### [WHAT TO PRODUCE]
Report every line in the material that contains the string "flower", copying each one in full. Case counts.

### [ENTRIES SUPPLIED]
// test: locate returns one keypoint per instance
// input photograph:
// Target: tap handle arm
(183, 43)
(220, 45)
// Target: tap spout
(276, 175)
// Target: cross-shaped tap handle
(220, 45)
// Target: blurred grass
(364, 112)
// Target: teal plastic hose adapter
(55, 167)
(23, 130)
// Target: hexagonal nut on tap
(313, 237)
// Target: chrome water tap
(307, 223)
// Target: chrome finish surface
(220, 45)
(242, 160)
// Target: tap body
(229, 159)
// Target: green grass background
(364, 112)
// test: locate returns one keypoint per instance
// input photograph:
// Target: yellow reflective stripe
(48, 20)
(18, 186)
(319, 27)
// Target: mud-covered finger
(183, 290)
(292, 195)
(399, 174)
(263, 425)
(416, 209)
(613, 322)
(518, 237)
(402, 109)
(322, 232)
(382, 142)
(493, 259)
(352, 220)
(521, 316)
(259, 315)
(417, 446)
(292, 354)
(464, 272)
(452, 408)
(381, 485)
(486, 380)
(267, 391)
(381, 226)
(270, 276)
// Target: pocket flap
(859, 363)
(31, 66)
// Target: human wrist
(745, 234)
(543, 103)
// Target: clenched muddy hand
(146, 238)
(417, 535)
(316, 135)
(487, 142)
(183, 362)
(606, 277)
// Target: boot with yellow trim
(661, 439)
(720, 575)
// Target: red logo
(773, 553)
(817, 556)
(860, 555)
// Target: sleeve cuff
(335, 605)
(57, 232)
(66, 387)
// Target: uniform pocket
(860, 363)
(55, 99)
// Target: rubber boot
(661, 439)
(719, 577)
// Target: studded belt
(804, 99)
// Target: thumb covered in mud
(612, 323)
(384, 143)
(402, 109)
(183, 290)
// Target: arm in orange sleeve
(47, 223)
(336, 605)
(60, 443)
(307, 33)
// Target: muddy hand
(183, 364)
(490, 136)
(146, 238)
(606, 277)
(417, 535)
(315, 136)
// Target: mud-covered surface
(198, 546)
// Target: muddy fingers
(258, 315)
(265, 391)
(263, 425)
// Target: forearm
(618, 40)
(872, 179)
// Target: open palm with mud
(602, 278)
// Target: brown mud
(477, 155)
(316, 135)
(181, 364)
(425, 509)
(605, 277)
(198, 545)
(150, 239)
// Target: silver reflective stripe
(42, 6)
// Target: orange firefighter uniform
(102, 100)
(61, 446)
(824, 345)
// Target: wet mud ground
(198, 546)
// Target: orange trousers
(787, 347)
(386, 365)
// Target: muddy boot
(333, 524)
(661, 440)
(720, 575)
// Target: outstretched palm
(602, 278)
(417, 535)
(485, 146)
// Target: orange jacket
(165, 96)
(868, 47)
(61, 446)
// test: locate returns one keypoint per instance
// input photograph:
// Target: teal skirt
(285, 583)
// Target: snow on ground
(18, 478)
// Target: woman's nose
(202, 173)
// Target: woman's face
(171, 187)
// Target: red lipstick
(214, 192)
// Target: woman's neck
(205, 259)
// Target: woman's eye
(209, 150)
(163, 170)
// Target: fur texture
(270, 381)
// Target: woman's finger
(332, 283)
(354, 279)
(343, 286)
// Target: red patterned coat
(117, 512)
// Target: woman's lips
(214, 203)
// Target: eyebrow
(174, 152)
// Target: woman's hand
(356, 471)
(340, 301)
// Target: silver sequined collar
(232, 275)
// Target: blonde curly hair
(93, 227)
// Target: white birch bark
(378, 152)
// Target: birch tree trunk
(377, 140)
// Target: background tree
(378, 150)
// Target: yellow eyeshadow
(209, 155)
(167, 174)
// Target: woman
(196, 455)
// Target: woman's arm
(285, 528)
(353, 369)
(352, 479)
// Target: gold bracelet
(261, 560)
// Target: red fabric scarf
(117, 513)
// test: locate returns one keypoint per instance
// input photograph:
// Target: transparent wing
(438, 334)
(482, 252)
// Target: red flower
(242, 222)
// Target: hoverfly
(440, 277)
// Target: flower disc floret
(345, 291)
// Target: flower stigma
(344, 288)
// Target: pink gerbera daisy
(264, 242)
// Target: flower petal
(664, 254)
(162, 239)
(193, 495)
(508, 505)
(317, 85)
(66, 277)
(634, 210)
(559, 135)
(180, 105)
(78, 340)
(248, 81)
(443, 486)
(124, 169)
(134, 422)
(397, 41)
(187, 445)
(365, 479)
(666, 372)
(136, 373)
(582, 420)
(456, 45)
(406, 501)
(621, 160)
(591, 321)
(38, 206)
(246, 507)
--
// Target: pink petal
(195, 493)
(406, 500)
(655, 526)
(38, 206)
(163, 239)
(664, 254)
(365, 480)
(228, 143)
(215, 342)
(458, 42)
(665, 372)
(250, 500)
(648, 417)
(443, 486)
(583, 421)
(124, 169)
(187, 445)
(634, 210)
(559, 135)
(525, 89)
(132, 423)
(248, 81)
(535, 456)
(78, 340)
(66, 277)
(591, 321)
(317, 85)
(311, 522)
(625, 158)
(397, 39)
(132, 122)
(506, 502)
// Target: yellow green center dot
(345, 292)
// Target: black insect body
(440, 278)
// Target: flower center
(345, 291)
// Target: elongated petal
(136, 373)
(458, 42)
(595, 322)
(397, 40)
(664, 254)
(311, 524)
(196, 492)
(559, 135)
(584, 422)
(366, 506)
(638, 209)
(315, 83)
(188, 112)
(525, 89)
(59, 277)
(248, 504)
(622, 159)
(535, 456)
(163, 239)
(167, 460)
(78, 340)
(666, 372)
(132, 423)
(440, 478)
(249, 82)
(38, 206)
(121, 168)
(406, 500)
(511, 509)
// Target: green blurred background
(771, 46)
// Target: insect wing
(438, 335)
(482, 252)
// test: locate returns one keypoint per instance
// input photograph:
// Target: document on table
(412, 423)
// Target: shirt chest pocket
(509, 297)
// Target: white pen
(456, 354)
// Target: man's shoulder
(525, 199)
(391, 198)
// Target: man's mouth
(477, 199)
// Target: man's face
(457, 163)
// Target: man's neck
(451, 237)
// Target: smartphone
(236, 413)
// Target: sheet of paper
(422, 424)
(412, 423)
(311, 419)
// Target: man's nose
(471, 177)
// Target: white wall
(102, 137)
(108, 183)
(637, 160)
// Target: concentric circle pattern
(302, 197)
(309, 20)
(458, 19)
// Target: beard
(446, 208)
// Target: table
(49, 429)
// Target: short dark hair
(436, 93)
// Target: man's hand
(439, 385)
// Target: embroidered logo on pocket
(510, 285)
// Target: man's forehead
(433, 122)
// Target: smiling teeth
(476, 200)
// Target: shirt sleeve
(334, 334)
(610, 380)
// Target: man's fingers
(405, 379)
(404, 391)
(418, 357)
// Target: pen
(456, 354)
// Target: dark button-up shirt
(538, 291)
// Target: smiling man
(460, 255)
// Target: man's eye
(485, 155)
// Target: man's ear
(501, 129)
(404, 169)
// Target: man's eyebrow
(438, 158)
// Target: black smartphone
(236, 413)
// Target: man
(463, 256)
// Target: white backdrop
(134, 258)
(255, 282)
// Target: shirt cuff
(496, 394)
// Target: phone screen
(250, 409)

### [SOLVED PROBLEM]
// Target: red flower
// Target: flower disc floret
// Target: flower stigma
// Target: flower petal
// Target: flower center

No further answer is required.